Stated task
Retype all of the rows below character for character, but leave the pictures out.

Records for the task
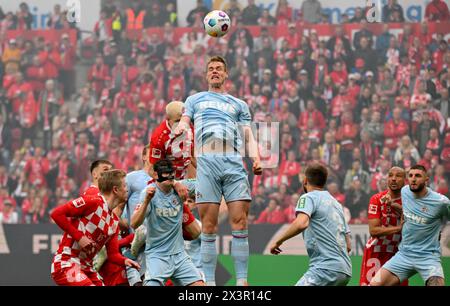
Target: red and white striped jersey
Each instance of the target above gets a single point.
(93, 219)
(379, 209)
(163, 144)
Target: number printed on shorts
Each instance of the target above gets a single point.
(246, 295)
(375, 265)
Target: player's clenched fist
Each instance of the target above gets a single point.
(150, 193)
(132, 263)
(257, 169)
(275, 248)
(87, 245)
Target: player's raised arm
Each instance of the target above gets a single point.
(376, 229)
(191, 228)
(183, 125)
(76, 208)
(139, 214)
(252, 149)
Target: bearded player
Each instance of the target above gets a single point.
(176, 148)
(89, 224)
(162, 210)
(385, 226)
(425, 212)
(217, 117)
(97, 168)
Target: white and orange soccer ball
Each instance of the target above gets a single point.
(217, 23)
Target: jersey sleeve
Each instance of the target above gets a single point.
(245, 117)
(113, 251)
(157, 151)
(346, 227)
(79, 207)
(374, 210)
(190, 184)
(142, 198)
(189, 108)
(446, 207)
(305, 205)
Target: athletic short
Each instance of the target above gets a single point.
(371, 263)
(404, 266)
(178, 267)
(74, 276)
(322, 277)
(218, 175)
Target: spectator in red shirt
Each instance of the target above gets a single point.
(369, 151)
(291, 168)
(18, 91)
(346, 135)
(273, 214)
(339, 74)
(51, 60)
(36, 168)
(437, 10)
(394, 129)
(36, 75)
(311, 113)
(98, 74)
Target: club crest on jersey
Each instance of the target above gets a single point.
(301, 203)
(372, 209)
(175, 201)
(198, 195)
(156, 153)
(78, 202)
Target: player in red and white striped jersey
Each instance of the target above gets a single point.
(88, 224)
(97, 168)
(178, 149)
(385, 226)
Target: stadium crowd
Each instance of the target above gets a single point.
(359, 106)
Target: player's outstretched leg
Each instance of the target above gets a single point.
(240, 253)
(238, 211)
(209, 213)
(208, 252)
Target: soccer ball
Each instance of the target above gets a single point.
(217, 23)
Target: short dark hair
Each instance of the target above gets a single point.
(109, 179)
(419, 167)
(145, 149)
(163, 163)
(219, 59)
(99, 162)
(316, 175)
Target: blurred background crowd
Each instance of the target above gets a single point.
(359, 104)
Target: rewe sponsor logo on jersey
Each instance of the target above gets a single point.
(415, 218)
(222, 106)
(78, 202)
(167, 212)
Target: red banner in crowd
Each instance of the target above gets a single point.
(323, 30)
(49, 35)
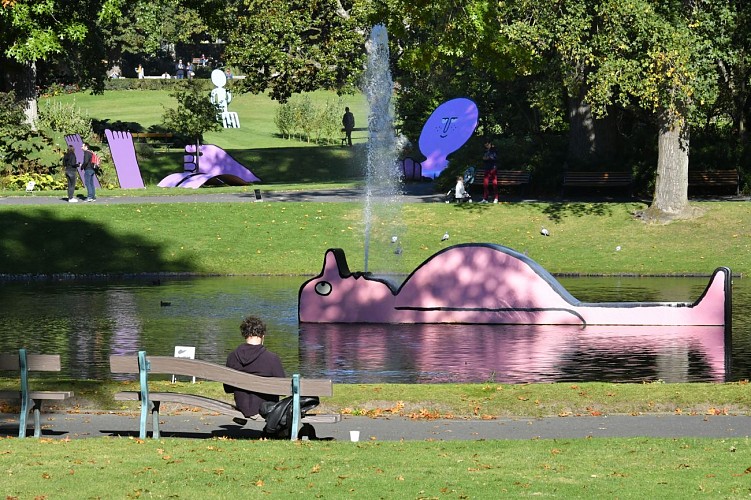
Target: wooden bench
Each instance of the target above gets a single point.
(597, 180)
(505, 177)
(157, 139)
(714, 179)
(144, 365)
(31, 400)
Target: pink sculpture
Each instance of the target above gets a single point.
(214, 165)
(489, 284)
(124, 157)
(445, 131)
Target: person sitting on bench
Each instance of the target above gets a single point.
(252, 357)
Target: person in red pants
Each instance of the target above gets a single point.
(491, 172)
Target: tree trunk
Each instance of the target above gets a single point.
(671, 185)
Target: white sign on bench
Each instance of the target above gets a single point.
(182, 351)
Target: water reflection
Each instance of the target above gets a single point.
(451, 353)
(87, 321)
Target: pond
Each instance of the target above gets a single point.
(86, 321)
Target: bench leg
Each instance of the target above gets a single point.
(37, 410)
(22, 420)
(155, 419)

Answer below
Target: red and white striped jersey
Each instance of the target above gets a single point.
(93, 219)
(379, 209)
(163, 144)
Target: number printed on shorts
Each instance of the target above gets a single point.
(246, 295)
(375, 265)
Target: player's clenched fist
Each instance of the target above gets a single point.
(150, 193)
(132, 263)
(257, 169)
(275, 248)
(87, 245)
Target: player's raised arm
Each instance of the target above gets a single point.
(376, 229)
(191, 228)
(183, 125)
(76, 208)
(139, 214)
(252, 149)
Target: bearded player
Each instance of the target above gets a single point.
(176, 148)
(89, 224)
(162, 210)
(385, 226)
(425, 212)
(217, 117)
(97, 168)
Target: white and orange soccer ball
Each instance of the target above gets a single point.
(217, 23)
Target: jersey sleeve
Each instance of the target above gets a single point.
(245, 117)
(113, 251)
(157, 151)
(346, 227)
(79, 207)
(374, 210)
(190, 184)
(142, 198)
(189, 108)
(446, 207)
(305, 205)
Target: athletic short
Each instance of the target above gets a single point.
(371, 263)
(404, 266)
(178, 267)
(74, 276)
(322, 277)
(218, 175)
Target: spectator in red shirt
Each instance of the target above gets a single point.
(369, 151)
(291, 168)
(18, 91)
(346, 135)
(273, 214)
(339, 74)
(51, 60)
(36, 168)
(437, 10)
(394, 129)
(36, 75)
(311, 113)
(98, 74)
Target: club crest on jersey
Each instance of the target above gets a single point.
(301, 203)
(372, 209)
(175, 201)
(198, 195)
(156, 153)
(78, 202)
Target: player in red and white striped jersey
Each instance of the target above gets a single point.
(88, 224)
(97, 168)
(178, 149)
(385, 226)
Target: stadium crowd
Each instance of the target above gets a single point.
(359, 106)
Target: player's outstretched leg
Each instance of the target above gets a single point.
(240, 253)
(238, 211)
(209, 213)
(208, 252)
Target: soccer ball
Each instance of the target above gets a single point.
(217, 23)
Target: short dark hair
Each instance of the target above gets a single point.
(109, 179)
(419, 167)
(145, 149)
(163, 163)
(219, 59)
(99, 162)
(316, 175)
Target: blurred background crowd
Each instance of the target above gets a single point.
(359, 104)
Target: rewe sponsor logo on jersey
Each instance of the target above gets a single point.
(415, 218)
(222, 106)
(78, 202)
(167, 212)
Target: red banner in crowd
Each instance of the target above gets a single point.
(323, 30)
(49, 35)
Target: wooden bench
Each instance of the target above gets a single point.
(597, 180)
(505, 177)
(157, 139)
(714, 179)
(144, 365)
(31, 400)
Target: pink sculpture
Each instance of the target above gets a single point.
(214, 165)
(489, 284)
(124, 157)
(445, 131)
Target: person sitting on bench
Each instance of the target above gets a single point.
(252, 357)
Target: person in red pants
Each instance of the target above gets a single point.
(491, 172)
Target: tree trunk
Each instance of the target above gets a single point.
(671, 185)
Target: white sign on bench
Each instance of the target above gets a single point.
(182, 351)
Target: water reflection
Each instance of the target above gets a single point.
(451, 353)
(87, 321)
Target: pond
Each instance of the target above gets a single point.
(86, 321)
Target: bench leg
Each instance of the target above gets a single point.
(37, 410)
(22, 420)
(155, 419)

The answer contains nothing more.